## INPUT MATERIAL
============================================================
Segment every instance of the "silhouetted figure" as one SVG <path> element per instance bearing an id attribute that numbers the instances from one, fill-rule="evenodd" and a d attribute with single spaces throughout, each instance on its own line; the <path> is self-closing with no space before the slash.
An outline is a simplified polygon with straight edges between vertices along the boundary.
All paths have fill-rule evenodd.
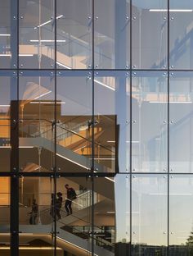
<path id="1" fill-rule="evenodd" d="M 62 206 L 62 200 L 63 200 L 62 194 L 61 192 L 58 192 L 56 201 L 56 216 L 57 216 L 57 220 L 60 220 L 61 218 L 61 206 Z"/>
<path id="2" fill-rule="evenodd" d="M 66 216 L 72 214 L 72 201 L 77 198 L 76 192 L 73 188 L 70 188 L 68 184 L 65 185 L 66 189 L 67 199 L 65 203 Z"/>
<path id="3" fill-rule="evenodd" d="M 51 194 L 50 215 L 54 217 L 54 194 Z"/>
<path id="4" fill-rule="evenodd" d="M 32 211 L 29 213 L 30 214 L 29 217 L 29 224 L 30 225 L 35 225 L 36 224 L 36 218 L 38 216 L 38 205 L 36 203 L 36 199 L 33 199 L 32 203 Z"/>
============================================================
## DIRECTIONS
Copy the data above word for word, leaving out the picture.

## FINISHED TASK
Segment every instance of the "silhouetted figure" as one SVG <path> element per instance bearing an id attribute that numbers the instances from one, fill-rule="evenodd" and a d attribute with single spaces throughout, each instance on its own line; the <path> is self-closing with no space before the slash.
An outline is a simplified polygon with straight edges between vertices along the boundary.
All paths have fill-rule evenodd.
<path id="1" fill-rule="evenodd" d="M 62 206 L 62 200 L 63 200 L 62 194 L 61 192 L 58 192 L 56 201 L 56 216 L 57 216 L 57 220 L 60 220 L 61 218 L 61 206 Z"/>
<path id="2" fill-rule="evenodd" d="M 66 216 L 72 214 L 72 201 L 77 198 L 76 192 L 73 188 L 70 188 L 68 184 L 65 185 L 66 189 L 67 199 L 65 203 Z"/>
<path id="3" fill-rule="evenodd" d="M 51 194 L 50 215 L 54 217 L 54 194 Z"/>
<path id="4" fill-rule="evenodd" d="M 32 211 L 29 213 L 30 214 L 29 217 L 29 224 L 30 225 L 35 225 L 36 224 L 36 218 L 38 216 L 38 205 L 36 203 L 36 199 L 33 199 L 32 203 Z"/>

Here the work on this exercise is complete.